### [The records]
--- begin ---

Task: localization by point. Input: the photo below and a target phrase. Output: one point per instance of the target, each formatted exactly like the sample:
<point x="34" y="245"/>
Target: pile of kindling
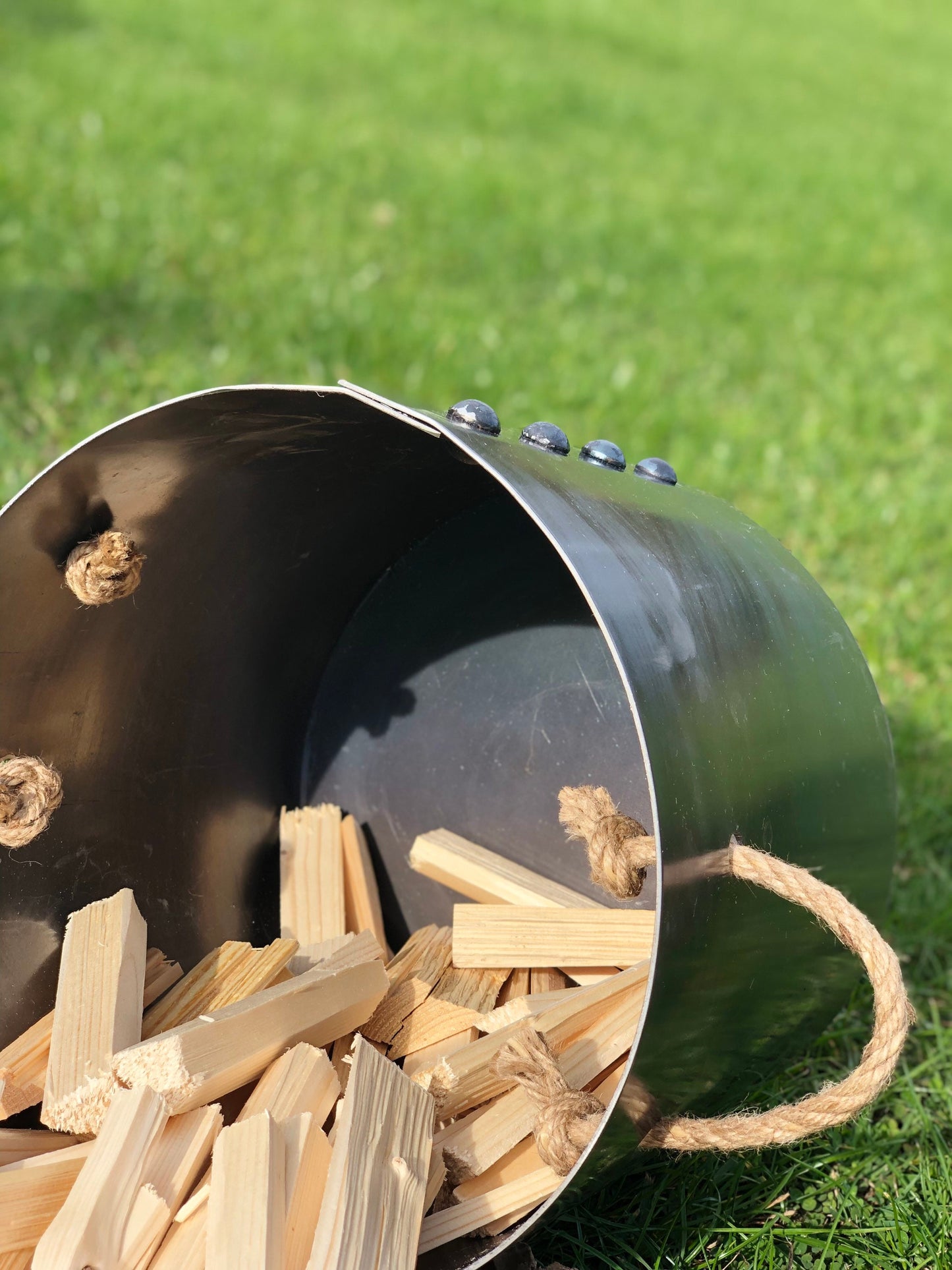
<point x="319" y="1103"/>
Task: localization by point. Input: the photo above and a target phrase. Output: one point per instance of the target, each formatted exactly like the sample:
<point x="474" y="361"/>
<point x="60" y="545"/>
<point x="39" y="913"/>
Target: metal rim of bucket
<point x="720" y="641"/>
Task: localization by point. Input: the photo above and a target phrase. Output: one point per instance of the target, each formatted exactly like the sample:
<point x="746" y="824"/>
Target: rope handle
<point x="620" y="851"/>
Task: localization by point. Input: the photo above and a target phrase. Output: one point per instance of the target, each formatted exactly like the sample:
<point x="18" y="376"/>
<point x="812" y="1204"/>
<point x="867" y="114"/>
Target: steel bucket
<point x="354" y="601"/>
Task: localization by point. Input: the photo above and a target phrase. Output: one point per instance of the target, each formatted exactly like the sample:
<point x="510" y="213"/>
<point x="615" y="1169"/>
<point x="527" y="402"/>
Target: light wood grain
<point x="475" y="1213"/>
<point x="229" y="973"/>
<point x="169" y="1172"/>
<point x="306" y="1164"/>
<point x="466" y="1078"/>
<point x="23" y="1062"/>
<point x="486" y="877"/>
<point x="413" y="974"/>
<point x="201" y="1061"/>
<point x="362" y="907"/>
<point x="32" y="1192"/>
<point x="311" y="874"/>
<point x="491" y="935"/>
<point x="89" y="1227"/>
<point x="246" y="1201"/>
<point x="380" y="1163"/>
<point x="26" y="1143"/>
<point x="474" y="1145"/>
<point x="459" y="1002"/>
<point x="301" y="1081"/>
<point x="98" y="1010"/>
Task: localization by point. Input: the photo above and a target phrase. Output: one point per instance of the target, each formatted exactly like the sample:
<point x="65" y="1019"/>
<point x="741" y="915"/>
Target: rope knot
<point x="30" y="794"/>
<point x="620" y="849"/>
<point x="104" y="568"/>
<point x="568" y="1118"/>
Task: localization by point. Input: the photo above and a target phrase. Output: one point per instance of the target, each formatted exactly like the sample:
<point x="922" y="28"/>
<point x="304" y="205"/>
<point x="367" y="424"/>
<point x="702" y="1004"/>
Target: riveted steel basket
<point x="349" y="600"/>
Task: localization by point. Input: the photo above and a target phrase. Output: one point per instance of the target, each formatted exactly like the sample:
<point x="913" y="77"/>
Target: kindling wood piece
<point x="201" y="1061"/>
<point x="466" y="1078"/>
<point x="485" y="935"/>
<point x="88" y="1230"/>
<point x="246" y="1201"/>
<point x="24" y="1143"/>
<point x="311" y="874"/>
<point x="380" y="1163"/>
<point x="459" y="1001"/>
<point x="413" y="974"/>
<point x="227" y="974"/>
<point x="479" y="1141"/>
<point x="32" y="1192"/>
<point x="362" y="909"/>
<point x="486" y="877"/>
<point x="168" y="1174"/>
<point x="471" y="1215"/>
<point x="523" y="1008"/>
<point x="301" y="1081"/>
<point x="98" y="1010"/>
<point x="306" y="1164"/>
<point x="23" y="1062"/>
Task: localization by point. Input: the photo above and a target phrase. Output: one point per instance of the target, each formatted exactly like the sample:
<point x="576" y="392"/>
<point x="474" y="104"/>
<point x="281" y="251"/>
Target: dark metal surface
<point x="546" y="436"/>
<point x="464" y="638"/>
<point x="603" y="453"/>
<point x="657" y="469"/>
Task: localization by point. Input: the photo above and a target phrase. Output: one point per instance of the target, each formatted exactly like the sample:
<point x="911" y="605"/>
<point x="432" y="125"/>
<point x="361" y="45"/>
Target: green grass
<point x="716" y="231"/>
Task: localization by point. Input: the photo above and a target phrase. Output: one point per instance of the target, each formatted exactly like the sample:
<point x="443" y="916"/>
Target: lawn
<point x="715" y="231"/>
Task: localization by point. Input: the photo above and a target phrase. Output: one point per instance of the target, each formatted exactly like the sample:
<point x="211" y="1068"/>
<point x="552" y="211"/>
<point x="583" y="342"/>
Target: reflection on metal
<point x="337" y="606"/>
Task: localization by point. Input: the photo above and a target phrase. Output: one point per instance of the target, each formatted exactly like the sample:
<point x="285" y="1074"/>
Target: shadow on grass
<point x="867" y="1194"/>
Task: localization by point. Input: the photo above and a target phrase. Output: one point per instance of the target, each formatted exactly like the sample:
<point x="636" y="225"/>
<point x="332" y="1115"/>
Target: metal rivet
<point x="546" y="436"/>
<point x="605" y="453"/>
<point x="657" y="469"/>
<point x="476" y="416"/>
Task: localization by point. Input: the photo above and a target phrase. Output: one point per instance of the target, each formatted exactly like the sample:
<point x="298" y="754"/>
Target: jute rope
<point x="619" y="853"/>
<point x="620" y="849"/>
<point x="30" y="794"/>
<point x="104" y="568"/>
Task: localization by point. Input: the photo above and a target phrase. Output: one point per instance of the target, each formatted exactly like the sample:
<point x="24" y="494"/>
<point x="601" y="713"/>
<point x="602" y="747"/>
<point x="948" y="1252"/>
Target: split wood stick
<point x="489" y="935"/>
<point x="19" y="1260"/>
<point x="26" y="1143"/>
<point x="484" y="1138"/>
<point x="227" y="974"/>
<point x="523" y="1008"/>
<point x="587" y="975"/>
<point x="301" y="1081"/>
<point x="306" y="1164"/>
<point x="88" y="1230"/>
<point x="98" y="1010"/>
<point x="246" y="1201"/>
<point x="486" y="877"/>
<point x="518" y="985"/>
<point x="431" y="1054"/>
<point x="376" y="1186"/>
<point x="312" y="954"/>
<point x="547" y="979"/>
<point x="413" y="974"/>
<point x="32" y="1192"/>
<point x="522" y="1160"/>
<point x="362" y="909"/>
<point x="434" y="1179"/>
<point x="466" y="1078"/>
<point x="168" y="1175"/>
<point x="206" y="1058"/>
<point x="475" y="1213"/>
<point x="338" y="953"/>
<point x="459" y="1001"/>
<point x="311" y="874"/>
<point x="23" y="1062"/>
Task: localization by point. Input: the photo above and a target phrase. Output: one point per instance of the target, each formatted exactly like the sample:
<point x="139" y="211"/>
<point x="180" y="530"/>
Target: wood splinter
<point x="98" y="1010"/>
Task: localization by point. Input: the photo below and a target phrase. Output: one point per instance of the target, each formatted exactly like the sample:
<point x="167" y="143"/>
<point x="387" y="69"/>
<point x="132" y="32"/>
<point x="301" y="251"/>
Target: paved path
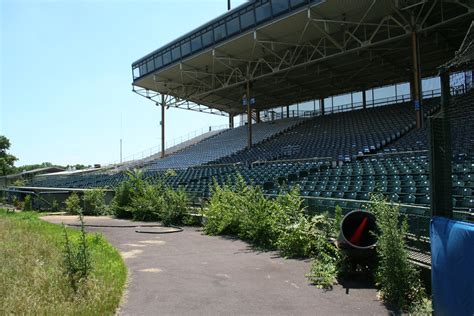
<point x="188" y="273"/>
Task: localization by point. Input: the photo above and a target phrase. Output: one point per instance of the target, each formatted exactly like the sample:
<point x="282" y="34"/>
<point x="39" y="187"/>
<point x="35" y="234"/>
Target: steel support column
<point x="364" y="99"/>
<point x="249" y="116"/>
<point x="163" y="104"/>
<point x="416" y="79"/>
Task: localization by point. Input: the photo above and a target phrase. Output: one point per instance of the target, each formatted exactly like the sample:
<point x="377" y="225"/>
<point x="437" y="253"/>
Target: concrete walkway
<point x="188" y="273"/>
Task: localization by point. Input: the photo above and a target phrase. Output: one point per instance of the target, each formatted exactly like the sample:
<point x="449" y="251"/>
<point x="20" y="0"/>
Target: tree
<point x="6" y="160"/>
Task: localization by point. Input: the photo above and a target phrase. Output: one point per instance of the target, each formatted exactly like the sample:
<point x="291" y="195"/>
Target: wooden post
<point x="416" y="79"/>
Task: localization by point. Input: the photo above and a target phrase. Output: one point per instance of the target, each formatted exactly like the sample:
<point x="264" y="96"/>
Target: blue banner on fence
<point x="417" y="105"/>
<point x="452" y="263"/>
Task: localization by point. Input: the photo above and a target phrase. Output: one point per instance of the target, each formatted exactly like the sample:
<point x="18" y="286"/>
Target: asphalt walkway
<point x="188" y="273"/>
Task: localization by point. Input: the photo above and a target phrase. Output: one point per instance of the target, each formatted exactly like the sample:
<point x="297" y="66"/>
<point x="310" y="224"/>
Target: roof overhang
<point x="320" y="50"/>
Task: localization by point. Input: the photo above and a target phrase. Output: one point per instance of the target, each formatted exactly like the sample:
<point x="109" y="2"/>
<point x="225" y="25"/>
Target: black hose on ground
<point x="177" y="228"/>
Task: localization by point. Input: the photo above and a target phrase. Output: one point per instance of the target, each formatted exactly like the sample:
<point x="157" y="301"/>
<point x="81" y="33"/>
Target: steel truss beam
<point x="176" y="102"/>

--- end ---

### [Given exercise]
Pick out every line in the entries above that contains the string "bucket", and copy each one in full.

### [Result for this exercise]
Target: metal rim of bucket
Target: steel bucket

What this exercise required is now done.